■ **Object location annotation data**:

++++++++++++++++++++

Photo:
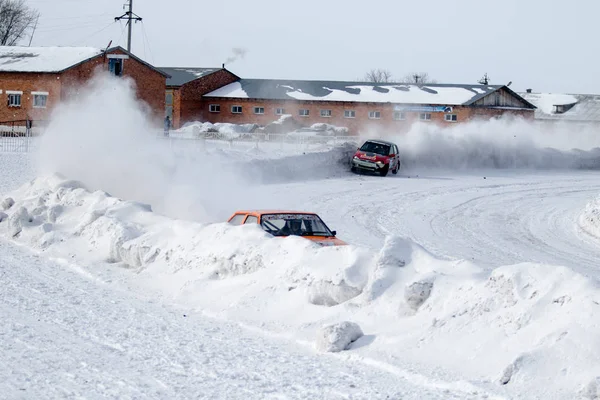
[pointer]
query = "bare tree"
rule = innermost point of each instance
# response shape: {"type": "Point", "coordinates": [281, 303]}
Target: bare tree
{"type": "Point", "coordinates": [378, 75]}
{"type": "Point", "coordinates": [418, 77]}
{"type": "Point", "coordinates": [16, 19]}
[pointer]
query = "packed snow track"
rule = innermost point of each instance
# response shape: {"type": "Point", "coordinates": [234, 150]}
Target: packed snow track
{"type": "Point", "coordinates": [492, 218]}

++++++++++++++++++++

■ **Problem**: Pictures are not part of the copy; output everything else in the records exactly.

■ **Written reply**:
Photo:
[pointer]
query = "bare tree"
rule = innermost point of each instance
# response shape: {"type": "Point", "coordinates": [281, 303]}
Target: bare tree
{"type": "Point", "coordinates": [378, 75]}
{"type": "Point", "coordinates": [418, 77]}
{"type": "Point", "coordinates": [16, 19]}
[pointer]
query = "packed snow track"
rule = innermost point of each instance
# response shape: {"type": "Point", "coordinates": [234, 150]}
Target: packed snow track
{"type": "Point", "coordinates": [492, 218]}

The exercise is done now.